SHORT TASK
With the line containing "Q: Point to the child" as the first line and the last line of the records as the final one, reproduce that range exactly.

RECORDS PROVIDED
● ● ● ●

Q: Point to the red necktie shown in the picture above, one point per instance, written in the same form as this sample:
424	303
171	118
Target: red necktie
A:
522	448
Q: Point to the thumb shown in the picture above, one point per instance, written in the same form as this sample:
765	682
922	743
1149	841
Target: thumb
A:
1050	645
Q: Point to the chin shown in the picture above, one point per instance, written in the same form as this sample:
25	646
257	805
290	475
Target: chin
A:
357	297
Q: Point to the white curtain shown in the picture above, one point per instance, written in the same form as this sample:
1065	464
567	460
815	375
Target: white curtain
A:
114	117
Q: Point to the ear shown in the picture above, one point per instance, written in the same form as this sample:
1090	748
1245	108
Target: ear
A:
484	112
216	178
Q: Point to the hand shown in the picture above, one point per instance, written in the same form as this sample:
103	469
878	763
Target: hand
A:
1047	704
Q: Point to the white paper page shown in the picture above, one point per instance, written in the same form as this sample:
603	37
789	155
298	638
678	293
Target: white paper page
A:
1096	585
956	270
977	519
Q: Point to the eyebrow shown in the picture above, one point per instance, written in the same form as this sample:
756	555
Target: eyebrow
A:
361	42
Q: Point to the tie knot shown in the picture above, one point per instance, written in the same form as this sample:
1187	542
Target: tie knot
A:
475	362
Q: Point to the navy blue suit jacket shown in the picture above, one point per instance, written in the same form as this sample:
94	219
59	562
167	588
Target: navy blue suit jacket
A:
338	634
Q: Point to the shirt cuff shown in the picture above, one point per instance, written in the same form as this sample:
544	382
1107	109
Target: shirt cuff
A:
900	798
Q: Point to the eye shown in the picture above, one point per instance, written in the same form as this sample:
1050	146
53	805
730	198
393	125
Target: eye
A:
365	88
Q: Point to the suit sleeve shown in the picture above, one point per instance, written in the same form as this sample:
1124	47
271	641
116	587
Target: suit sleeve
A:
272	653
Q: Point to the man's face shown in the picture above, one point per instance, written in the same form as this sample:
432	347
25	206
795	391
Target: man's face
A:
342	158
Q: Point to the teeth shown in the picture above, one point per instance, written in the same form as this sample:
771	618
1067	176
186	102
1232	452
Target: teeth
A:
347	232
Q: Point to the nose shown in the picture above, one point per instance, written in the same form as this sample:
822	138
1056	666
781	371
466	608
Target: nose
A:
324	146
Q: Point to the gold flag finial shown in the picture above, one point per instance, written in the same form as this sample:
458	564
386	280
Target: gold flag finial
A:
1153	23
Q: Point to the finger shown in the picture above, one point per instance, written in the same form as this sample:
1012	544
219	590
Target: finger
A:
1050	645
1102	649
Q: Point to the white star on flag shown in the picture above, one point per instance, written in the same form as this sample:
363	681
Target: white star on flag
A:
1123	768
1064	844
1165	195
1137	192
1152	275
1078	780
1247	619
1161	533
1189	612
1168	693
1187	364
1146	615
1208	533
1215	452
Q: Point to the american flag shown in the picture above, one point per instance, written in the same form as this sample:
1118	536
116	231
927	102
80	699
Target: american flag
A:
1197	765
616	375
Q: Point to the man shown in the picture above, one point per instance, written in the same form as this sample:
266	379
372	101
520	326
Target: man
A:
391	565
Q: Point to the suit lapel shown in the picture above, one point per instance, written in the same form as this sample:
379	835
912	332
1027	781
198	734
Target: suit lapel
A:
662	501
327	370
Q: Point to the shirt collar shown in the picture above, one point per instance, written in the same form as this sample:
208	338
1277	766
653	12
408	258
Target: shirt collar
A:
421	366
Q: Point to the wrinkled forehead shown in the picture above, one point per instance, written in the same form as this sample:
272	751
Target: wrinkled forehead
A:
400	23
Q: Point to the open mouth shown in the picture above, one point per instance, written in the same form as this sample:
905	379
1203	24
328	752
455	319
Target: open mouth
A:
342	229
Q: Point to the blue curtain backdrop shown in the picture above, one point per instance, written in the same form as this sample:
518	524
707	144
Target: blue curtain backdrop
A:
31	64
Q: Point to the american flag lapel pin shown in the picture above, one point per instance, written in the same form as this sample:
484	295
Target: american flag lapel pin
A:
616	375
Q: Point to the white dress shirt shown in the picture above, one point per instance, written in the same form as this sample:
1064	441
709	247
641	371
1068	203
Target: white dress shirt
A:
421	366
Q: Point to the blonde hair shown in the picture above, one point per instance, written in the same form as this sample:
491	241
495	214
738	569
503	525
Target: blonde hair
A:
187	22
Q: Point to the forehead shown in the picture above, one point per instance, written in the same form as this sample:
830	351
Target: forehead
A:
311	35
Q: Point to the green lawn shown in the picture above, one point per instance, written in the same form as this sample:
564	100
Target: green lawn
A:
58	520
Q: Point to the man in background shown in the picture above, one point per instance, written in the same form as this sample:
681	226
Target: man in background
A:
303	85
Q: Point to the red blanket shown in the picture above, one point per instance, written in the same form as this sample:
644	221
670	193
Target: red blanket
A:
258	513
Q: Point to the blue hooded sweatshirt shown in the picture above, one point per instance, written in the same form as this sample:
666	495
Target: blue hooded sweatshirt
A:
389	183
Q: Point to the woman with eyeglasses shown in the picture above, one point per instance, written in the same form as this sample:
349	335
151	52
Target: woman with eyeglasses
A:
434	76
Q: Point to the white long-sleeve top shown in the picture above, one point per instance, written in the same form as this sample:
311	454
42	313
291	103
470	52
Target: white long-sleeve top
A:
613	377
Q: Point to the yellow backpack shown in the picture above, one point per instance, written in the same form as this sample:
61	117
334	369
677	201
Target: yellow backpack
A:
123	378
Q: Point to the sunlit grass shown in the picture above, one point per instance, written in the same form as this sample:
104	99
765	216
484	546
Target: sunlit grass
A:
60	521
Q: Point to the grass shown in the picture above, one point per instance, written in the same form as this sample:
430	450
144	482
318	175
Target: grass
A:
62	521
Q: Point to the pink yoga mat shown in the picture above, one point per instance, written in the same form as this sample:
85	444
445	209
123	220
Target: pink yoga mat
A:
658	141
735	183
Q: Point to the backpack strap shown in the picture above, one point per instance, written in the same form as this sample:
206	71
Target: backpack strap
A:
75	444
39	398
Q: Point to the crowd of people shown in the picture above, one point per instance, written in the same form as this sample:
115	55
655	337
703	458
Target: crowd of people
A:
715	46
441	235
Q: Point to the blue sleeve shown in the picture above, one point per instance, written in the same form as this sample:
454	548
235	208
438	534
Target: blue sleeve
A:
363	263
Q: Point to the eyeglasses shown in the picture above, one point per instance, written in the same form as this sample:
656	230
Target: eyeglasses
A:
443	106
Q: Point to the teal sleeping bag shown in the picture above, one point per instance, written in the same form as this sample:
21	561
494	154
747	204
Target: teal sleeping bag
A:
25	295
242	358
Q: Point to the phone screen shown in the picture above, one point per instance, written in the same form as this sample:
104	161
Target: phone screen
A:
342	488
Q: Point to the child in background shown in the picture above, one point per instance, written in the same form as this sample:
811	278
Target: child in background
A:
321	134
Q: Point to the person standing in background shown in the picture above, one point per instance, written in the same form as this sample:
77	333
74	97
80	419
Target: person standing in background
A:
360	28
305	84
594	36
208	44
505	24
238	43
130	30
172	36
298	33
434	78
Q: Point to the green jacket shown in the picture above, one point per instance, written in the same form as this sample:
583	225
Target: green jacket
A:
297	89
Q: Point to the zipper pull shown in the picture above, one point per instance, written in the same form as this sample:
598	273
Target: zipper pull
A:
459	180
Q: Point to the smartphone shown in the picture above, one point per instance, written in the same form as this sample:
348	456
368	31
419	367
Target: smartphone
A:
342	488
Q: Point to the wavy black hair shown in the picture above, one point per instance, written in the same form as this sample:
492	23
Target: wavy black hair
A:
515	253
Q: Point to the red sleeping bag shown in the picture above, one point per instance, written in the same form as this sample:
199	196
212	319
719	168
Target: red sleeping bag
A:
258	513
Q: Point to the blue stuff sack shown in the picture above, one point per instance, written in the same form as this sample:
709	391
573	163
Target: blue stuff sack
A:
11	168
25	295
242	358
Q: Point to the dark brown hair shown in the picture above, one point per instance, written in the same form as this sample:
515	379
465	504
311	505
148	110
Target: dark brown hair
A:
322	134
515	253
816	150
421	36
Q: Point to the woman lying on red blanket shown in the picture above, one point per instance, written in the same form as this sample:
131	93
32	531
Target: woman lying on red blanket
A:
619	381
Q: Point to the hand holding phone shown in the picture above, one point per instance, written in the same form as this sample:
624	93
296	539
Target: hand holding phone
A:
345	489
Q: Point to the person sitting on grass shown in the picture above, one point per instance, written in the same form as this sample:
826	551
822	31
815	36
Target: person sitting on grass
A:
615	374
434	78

● ● ● ●

EXERCISE OUTPUT
Q: Point to the child in background shown in the picture above, one point per instance, written in the same form as this sample:
811	278
Target: child in background
A:
321	134
Q: Point to the person standing in background shown in the picture above, one point per instance, written in the same form as this sample:
77	333
74	97
80	419
Target: person standing in background
A:
360	28
305	84
594	36
208	44
505	24
238	43
130	30
172	36
298	33
434	78
Q: Point to the green jacket shown in the picture above, one point per instance, written in the same form as this sample:
583	225
Target: green jacket
A:
297	89
Q: Point to the zipper pull shown in the picture above, one point per instance, written in the same form as this sample:
598	273
Target: zipper pull
A:
459	180
Q: Point to the smartphone shown in the picture above, one point per instance, written in the same form as this sample:
348	456
368	31
419	367
Target: smartphone
A:
342	488
Q: Point to the wavy black hair shown in the picture above, one point per instance, written in the same form as this sample:
492	23
Target: wavy black hair
A:
515	253
Q: Point to the red sleeping bag shown in the picture above, one point per instance, written in the same form as this sample:
199	196
212	319
719	168
Target: red sleeping bag
A:
258	513
Q: Point to the blue stuff sack shown in the picture above, one point per instance, written in the same form as this sample:
709	391
573	163
Target: blue stuff sack
A:
11	168
25	295
242	358
Q: Point to the dark brown hair shown in the picture above, one point per instance, written in the same form as this sample:
515	379
465	504
311	505
148	110
Target: dark brown hair
A:
322	134
515	253
816	150
421	36
Q: Point to the woman lying on red blanket shown in the picture above, one point per instance, written in the same form as this sample:
131	93
32	531
Target: woman lying on red blanket
A:
619	381
Q: Point to the hand holding phone shown in the picture above, one point per instance, written in the same form as this sample:
624	93
296	539
Target: hand holding phone
A:
345	489
Q: Point to the person sitting on grass shown in the picture above, one point per instance, written in the same form as this sample:
826	551
822	31
815	36
Target: person sitting on grass
A:
615	374
434	78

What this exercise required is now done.